▸ **What to work on**
Convert all the items below into a Markdown table with the columns Row and Line, one numbered row per line and no rows for blank lines. Leave out the pictures.

▬▬▬▬▬▬

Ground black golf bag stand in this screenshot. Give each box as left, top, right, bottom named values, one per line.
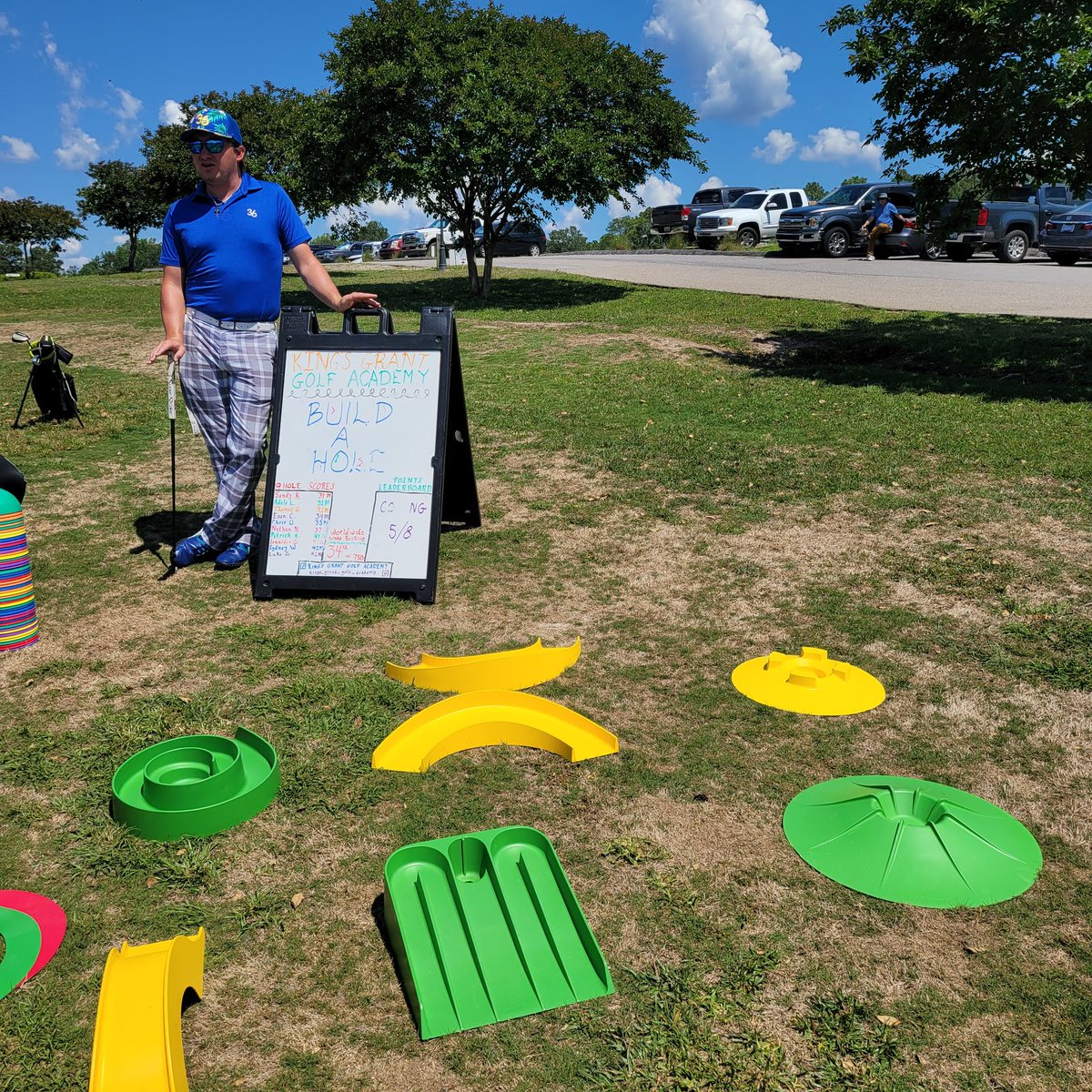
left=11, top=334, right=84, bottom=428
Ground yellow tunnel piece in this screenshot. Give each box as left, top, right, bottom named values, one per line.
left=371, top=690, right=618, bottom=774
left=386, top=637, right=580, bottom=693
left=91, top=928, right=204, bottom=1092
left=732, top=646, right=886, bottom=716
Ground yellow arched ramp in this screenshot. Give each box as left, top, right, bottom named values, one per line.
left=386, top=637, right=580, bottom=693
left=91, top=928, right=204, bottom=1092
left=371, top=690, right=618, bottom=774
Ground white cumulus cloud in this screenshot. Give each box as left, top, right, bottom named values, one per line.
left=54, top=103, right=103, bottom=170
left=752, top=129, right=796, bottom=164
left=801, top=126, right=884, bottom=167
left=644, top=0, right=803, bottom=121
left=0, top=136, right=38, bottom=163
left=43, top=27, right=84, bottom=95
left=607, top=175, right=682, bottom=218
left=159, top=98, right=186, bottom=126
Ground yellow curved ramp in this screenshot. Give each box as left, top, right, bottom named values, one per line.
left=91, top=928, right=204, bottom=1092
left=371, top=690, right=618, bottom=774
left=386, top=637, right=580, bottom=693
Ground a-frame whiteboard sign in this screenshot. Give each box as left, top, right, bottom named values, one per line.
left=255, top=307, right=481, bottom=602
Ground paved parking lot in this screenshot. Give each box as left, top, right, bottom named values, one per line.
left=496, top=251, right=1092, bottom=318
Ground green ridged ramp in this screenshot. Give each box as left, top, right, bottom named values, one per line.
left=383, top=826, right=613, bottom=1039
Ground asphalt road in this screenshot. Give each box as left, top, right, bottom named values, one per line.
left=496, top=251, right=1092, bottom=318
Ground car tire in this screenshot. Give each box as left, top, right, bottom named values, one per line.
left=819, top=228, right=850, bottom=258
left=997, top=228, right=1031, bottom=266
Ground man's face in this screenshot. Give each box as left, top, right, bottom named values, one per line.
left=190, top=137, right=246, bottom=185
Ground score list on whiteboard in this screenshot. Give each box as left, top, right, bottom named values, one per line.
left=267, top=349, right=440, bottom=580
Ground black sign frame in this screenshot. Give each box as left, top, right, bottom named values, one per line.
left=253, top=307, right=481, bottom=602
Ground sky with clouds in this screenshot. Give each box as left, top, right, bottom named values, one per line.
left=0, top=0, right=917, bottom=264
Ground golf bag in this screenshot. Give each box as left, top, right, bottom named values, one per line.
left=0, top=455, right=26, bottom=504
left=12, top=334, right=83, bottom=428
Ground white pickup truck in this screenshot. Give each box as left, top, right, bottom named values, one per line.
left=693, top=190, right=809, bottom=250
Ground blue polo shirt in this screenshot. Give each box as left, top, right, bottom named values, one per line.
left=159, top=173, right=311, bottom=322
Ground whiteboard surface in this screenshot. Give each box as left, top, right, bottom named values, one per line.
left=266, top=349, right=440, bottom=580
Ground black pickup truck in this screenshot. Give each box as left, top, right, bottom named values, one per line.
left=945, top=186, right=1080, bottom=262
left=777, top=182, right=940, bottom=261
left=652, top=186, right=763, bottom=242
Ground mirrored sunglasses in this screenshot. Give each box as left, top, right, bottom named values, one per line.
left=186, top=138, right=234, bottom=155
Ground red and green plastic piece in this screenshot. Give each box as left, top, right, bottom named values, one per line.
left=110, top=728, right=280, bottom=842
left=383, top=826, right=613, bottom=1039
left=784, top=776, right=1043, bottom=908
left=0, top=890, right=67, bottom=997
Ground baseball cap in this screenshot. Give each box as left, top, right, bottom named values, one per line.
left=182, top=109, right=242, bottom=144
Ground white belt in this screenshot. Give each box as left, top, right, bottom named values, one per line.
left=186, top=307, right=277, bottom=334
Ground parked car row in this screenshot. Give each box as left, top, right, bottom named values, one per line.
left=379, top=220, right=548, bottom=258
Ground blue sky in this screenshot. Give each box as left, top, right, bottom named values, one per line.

▬▬▬▬▬▬

▸ **In response**
| Row | Line |
|---|---|
| 1 | Ground black golf bag stand in this screenshot. Give each box as left, top, right, bottom named values, one per line. |
| 2 | left=11, top=334, right=84, bottom=428 |
| 3 | Ground yellow tunnel piece in this screenshot. Give each box as left, top, right, bottom named values, one per line. |
| 4 | left=371, top=690, right=618, bottom=774 |
| 5 | left=386, top=637, right=580, bottom=693 |
| 6 | left=91, top=928, right=204, bottom=1092 |
| 7 | left=732, top=646, right=886, bottom=716 |
| 8 | Ground yellow arched ramp in this screenshot. Give each box as left, top, right, bottom named values, one per line. |
| 9 | left=386, top=637, right=580, bottom=693 |
| 10 | left=91, top=928, right=204, bottom=1092 |
| 11 | left=371, top=690, right=618, bottom=774 |
| 12 | Ground white cumulus cloud in this screenshot. Give each box as left, top, right, bottom named values, one per line. |
| 13 | left=54, top=103, right=103, bottom=170 |
| 14 | left=752, top=129, right=796, bottom=164 |
| 15 | left=801, top=126, right=884, bottom=167 |
| 16 | left=644, top=0, right=803, bottom=121 |
| 17 | left=0, top=136, right=38, bottom=163 |
| 18 | left=43, top=27, right=84, bottom=95 |
| 19 | left=607, top=175, right=682, bottom=218 |
| 20 | left=159, top=98, right=186, bottom=126 |
| 21 | Ground yellow curved ramp in this screenshot. Give each box as left, top, right, bottom named values, one per line. |
| 22 | left=91, top=928, right=204, bottom=1092 |
| 23 | left=371, top=690, right=618, bottom=774 |
| 24 | left=386, top=637, right=580, bottom=693 |
| 25 | Ground a-frame whiteboard sign in this screenshot. Give each box as left, top, right, bottom named values, one per line. |
| 26 | left=255, top=307, right=481, bottom=602 |
| 27 | Ground paved parking lot in this screenshot. Give each box as left, top, right, bottom named values, one per line. |
| 28 | left=496, top=251, right=1092, bottom=318 |
| 29 | Ground green ridged ramp in this screenshot. Give each box as left, top, right, bottom named values, one per line. |
| 30 | left=383, top=826, right=613, bottom=1039 |
| 31 | Ground asphalt road in this screenshot. Give each box as left, top, right, bottom named values, one per line. |
| 32 | left=496, top=251, right=1092, bottom=318 |
| 33 | Ground car tire in this screenshot. Give each box as left, top, right, bottom named values, one per line. |
| 34 | left=819, top=228, right=850, bottom=258 |
| 35 | left=997, top=228, right=1031, bottom=266 |
| 36 | Ground man's face in this screenshot. Give each box as left, top, right, bottom named values, one per line. |
| 37 | left=190, top=137, right=246, bottom=185 |
| 38 | Ground score list on whiteboard in this screenshot. Give each box as left, top, right, bottom named values, one per line. |
| 39 | left=267, top=349, right=440, bottom=580 |
| 40 | Ground black sign frame in this screenshot. Give each box as left, top, right, bottom named values, one per line. |
| 41 | left=253, top=307, right=481, bottom=602 |
| 42 | Ground sky with clouds in this screenshot. Give each box as left, top, right, bottom named values, one per line. |
| 43 | left=0, top=0, right=917, bottom=264 |
| 44 | Ground golf bag in this screenshot. Give each box as left, top, right, bottom named values, one per line. |
| 45 | left=0, top=455, right=26, bottom=504 |
| 46 | left=12, top=334, right=83, bottom=428 |
| 47 | Ground white pickup truck in this screenshot. Give each box as left, top, right, bottom named values, one per line. |
| 48 | left=693, top=190, right=809, bottom=250 |
| 49 | Ground blue polo shirt in this screenshot. Give each box as left, top, right, bottom named values, one per line. |
| 50 | left=159, top=173, right=311, bottom=322 |
| 51 | Ground whiteboard surface in this screenshot. Give each box as left, top, right, bottom named values, one per line. |
| 52 | left=266, top=349, right=440, bottom=580 |
| 53 | Ground black pickup truck in this screenshot. Give each box as left, top, right, bottom named values, one per line. |
| 54 | left=945, top=186, right=1080, bottom=262 |
| 55 | left=777, top=182, right=940, bottom=261 |
| 56 | left=652, top=186, right=763, bottom=242 |
| 57 | Ground mirrored sunglasses in this screenshot. Give each box as left, top, right, bottom named values, one per line. |
| 58 | left=186, top=138, right=234, bottom=155 |
| 59 | Ground red and green plastic piece in this screenshot. Give each box as left, top, right, bottom named values, one per line. |
| 60 | left=110, top=728, right=280, bottom=842 |
| 61 | left=383, top=826, right=613, bottom=1039 |
| 62 | left=784, top=776, right=1043, bottom=908 |
| 63 | left=0, top=890, right=67, bottom=997 |
| 64 | Ground baseball cap in this screenshot. Give each box as left, top, right, bottom named values, one per line. |
| 65 | left=182, top=109, right=242, bottom=144 |
| 66 | Ground white belt in this screenshot. Give each box as left, top, right, bottom named values, one per line. |
| 67 | left=186, top=307, right=277, bottom=334 |
| 68 | Ground parked car row in this screenshot. Give each box as left, top, right, bottom named values, one per line. |
| 69 | left=379, top=220, right=548, bottom=258 |
| 70 | Ground blue sky in this screenshot. Give each box as left, top, right, bottom named values, one per line. |